### Data lines
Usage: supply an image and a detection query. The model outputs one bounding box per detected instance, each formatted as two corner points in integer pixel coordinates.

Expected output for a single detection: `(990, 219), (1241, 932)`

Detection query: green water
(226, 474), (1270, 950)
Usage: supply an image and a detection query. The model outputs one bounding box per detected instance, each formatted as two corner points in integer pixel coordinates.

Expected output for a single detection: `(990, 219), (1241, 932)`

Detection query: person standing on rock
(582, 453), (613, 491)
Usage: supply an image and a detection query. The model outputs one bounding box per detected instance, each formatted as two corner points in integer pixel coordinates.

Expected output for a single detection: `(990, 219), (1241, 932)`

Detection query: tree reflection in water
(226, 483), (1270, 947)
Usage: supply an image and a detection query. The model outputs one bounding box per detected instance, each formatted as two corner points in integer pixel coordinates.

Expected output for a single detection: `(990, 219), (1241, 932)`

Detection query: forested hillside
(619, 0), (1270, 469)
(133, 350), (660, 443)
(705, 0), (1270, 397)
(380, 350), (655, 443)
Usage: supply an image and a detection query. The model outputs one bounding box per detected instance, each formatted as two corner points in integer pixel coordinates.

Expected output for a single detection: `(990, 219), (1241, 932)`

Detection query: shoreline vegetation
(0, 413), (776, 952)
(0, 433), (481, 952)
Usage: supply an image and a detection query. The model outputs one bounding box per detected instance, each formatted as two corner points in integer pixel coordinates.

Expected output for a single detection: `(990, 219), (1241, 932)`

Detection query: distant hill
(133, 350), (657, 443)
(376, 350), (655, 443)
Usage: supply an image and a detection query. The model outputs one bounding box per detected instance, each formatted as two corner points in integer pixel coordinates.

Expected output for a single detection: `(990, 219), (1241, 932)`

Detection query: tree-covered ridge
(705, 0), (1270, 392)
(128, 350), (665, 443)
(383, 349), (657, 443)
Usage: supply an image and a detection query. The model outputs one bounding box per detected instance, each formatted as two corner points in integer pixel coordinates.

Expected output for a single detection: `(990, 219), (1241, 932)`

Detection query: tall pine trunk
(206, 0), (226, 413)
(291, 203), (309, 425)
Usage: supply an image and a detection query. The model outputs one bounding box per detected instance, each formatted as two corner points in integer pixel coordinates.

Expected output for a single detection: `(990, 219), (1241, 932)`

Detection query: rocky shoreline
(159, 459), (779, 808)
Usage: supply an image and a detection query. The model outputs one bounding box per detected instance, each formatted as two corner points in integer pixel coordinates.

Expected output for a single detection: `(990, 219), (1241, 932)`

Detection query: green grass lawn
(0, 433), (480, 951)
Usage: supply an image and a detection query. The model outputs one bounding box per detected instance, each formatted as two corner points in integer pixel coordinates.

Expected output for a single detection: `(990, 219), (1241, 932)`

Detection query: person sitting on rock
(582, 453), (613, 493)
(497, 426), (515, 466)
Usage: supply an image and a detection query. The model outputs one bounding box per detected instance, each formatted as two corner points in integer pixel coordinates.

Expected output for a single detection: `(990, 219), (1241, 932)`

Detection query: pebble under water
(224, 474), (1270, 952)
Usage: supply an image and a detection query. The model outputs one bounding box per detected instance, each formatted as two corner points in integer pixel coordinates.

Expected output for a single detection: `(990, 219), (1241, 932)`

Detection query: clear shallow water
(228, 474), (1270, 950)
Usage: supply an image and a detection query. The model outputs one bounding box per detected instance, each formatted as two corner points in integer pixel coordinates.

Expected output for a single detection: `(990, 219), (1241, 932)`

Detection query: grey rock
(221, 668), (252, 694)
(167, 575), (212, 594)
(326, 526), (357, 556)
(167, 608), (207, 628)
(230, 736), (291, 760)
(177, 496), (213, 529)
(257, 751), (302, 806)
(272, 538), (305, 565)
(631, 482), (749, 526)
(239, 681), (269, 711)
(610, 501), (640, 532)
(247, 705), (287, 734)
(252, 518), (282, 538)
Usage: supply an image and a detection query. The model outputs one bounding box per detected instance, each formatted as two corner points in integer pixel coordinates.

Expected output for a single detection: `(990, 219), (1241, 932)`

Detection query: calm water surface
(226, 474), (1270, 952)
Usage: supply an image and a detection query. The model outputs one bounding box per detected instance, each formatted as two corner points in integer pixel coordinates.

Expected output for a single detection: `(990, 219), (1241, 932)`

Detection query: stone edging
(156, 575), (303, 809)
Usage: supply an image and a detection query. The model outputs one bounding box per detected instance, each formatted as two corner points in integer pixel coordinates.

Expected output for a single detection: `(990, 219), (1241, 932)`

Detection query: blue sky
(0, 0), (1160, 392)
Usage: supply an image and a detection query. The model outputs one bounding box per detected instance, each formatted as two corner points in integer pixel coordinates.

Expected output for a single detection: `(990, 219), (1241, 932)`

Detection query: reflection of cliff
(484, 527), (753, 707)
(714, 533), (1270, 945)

### Your task
Copy all of the lines above word for word, without any changes.

### Full solution
Usage: supply an image and a detection query. The model outputs one bounding box per detected instance, each formatted as two corner points in integer pixel coordinates.

Expected output for a single detection: `(990, 219), (1241, 932)`

Detection query: green water
(226, 474), (1270, 950)
Usage: supply an image and a detection query. The model outputs one bounding box per detected instance, each formatted as two corner points in integer pixel coordinates.

Expected output for a single detection: `(990, 219), (1241, 932)`

Detection query: person standing on rock
(582, 453), (613, 491)
Usage: supply an image and a detection query. The model outputs one bounding box per detected instance, each formatted as two corner points in integer pixel coordinates.

Expected output for a single detection: `(990, 219), (1241, 932)`

Detection query: tree reflection in water
(226, 483), (1270, 947)
Usage: supply an image and a detection query. The model outputs one bounding box per detected instance, each formatted as two corner points in integer pixel coordinates.

Expected output for a single detection: `(990, 219), (1241, 932)`

Detection query: forested hillside
(619, 0), (1270, 469)
(133, 350), (660, 443)
(705, 0), (1270, 397)
(380, 350), (655, 443)
Usage: supply an image and a detection query. The model outputs one bounding box per detected instance, each formatted as two corner points in integer pixel coordinates.

Expected output for a single detection: `(990, 219), (1241, 932)`

Detection query: shoreline vegetation
(0, 413), (776, 952)
(0, 433), (481, 952)
Usage: supply an image and a detection query. The model outputs one bounding box per detected instance, each formatted as two corner points in integer pixel coordinates.

Expected output for a single detection: `(990, 219), (1241, 932)`

Detection query: distant hill
(133, 350), (657, 443)
(376, 350), (655, 443)
Usage: supply an image and a detection query. The model outputs one bounding box per detected instance, each formatted as two corner points in integer pixel coordinates.

Expected output for a single detection: `(990, 219), (1241, 932)`

Detection query: tree-covered ridge
(705, 0), (1270, 392)
(128, 350), (665, 443)
(383, 349), (657, 443)
Usage: supply an image and a detection query. The model outputs one bounding box per detected instance, each formatted as two corner points in integer pixel coordinates.

Expected output for a single detection: `(990, 219), (1241, 932)`

Detection query: tall pine trunk
(206, 0), (226, 413)
(291, 203), (309, 425)
Usage: supply an image and a detection query. The model outputs one bounding box per detected instance, each formatted as two corner points in integer pixel coordinates.

Expected output for a single detection: `(990, 219), (1241, 932)`

Detection query: rocky shoreline
(159, 459), (779, 808)
Usage: supply an image and a detection query. The model outputs one bounding box per detected instance, each formatted as two corner points in integer pixel coordinates.

Expected output for a single detection: `(990, 219), (1241, 932)`

Detection query: green grass lawn
(0, 433), (480, 951)
Usage: supply an image and a detection query. The model outputs one bounding box per detected instance, each formatted as two corner points in integer pixel coordinates.

Expected output for a single detection: `(990, 219), (1241, 932)`

Detection query: person sitting on rock
(582, 453), (613, 493)
(497, 426), (515, 466)
Usage: supply an image and a detection query. The model outputs one bounding box per detected instance, each formatted as two corner points in integer pixel coordinates.

Expected output for a single detection: `(990, 219), (1241, 932)`

Detection query: pebble under water
(224, 474), (1270, 952)
Usage: supply an image and a detection query. The model outputs one bounding box per detected instance, each formatted as two corner points in integer pixel coordinates.

Expected output for a single detection: `(990, 219), (1241, 932)`

Detection query: clear shallow water
(228, 474), (1270, 950)
Usage: supply an image and a detection query. The model outputs one bounding box per detected instance, each formatted as two corner points in integer pixel coordinates.

Expected output for a single detection: `(990, 219), (1241, 932)`

Detection query: grey rock
(221, 668), (252, 694)
(167, 575), (212, 594)
(326, 526), (357, 556)
(167, 608), (207, 628)
(230, 736), (291, 760)
(177, 496), (213, 529)
(257, 751), (302, 806)
(272, 538), (305, 565)
(631, 482), (749, 526)
(239, 681), (269, 711)
(610, 501), (640, 532)
(247, 705), (287, 734)
(252, 518), (282, 538)
Usage: supply an image and a detection query. The model outputs one bounding box per detected instance, each formatted as two corner points in integer pixel coordinates.

Expected output for a single detection: `(990, 219), (1241, 932)`

Detection query: calm water surface
(226, 474), (1270, 952)
Usage: supply an image and a detection query. The model outputs one bounding box per detected instance, each formatted as two corner points in integer pixel coordinates.

Expected output for a single detection: `(990, 219), (1241, 932)`

Detection query: stone edging
(156, 575), (303, 809)
Usage: supply an image and a detection query. The model outputs one bounding box per detected instance, each formatted as two corner points in integer pixel coordinates.

Expected output for a single detection: `(990, 219), (1241, 932)`

Detection query: blue sky
(0, 0), (1160, 392)
Usage: supply an image and a detection query. The model outputs one bounding box per detected instance, each formatted as two corner points in integer pixel coordinates.

Expected output for a single detection: `(990, 219), (1241, 932)`

Detection query: reflection of cliff
(484, 527), (753, 707)
(714, 533), (1270, 945)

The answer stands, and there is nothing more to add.